Work to be completed: Find the line that contains "of the young" and print it and every line after it, exactly, please.

'''

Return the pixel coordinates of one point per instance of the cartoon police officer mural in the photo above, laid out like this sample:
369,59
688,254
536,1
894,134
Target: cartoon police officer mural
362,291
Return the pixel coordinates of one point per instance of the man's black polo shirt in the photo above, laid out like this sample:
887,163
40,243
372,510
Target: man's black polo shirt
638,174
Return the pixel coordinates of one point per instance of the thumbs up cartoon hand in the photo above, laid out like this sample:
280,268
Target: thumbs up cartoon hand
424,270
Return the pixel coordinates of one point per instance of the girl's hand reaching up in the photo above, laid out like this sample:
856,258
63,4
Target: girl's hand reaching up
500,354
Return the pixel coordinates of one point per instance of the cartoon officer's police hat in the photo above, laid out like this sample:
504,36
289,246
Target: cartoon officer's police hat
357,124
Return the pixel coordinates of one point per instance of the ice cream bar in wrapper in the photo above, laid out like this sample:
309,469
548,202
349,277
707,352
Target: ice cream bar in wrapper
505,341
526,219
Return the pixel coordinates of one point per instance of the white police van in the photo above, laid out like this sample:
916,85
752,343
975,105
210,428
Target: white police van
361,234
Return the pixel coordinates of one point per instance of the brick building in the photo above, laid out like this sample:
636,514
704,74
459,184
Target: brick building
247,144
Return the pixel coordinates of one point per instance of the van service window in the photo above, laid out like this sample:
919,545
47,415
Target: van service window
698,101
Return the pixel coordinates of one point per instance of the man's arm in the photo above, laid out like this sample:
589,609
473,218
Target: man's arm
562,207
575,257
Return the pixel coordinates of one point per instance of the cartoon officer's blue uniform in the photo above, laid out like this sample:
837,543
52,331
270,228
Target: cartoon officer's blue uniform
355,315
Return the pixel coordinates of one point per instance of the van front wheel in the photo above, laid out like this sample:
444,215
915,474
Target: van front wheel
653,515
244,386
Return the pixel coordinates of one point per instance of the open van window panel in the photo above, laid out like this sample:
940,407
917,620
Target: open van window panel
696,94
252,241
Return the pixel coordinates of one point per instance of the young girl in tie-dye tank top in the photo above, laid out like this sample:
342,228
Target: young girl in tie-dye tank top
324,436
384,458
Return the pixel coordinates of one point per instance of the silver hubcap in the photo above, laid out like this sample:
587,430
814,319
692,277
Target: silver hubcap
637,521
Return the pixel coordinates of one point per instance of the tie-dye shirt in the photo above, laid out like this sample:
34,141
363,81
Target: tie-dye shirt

'''

Answer to the exercise:
Return the pixel coordinates of one point per instance of the young girl in tie-dye tank top in the photo above, laid out like this sample:
342,228
Target: young girl in tie-dye tank top
324,436
384,458
Return the pixel coordinates of one point per instance of the silver hubcap in the photo above, laid out like this sample:
587,430
814,319
692,277
Target: silver hubcap
637,521
Return the pixel coordinates of one point per instance of the tie-dye shirt in the photo above, laid out like this sample:
34,141
363,81
Target: tie-dye shirt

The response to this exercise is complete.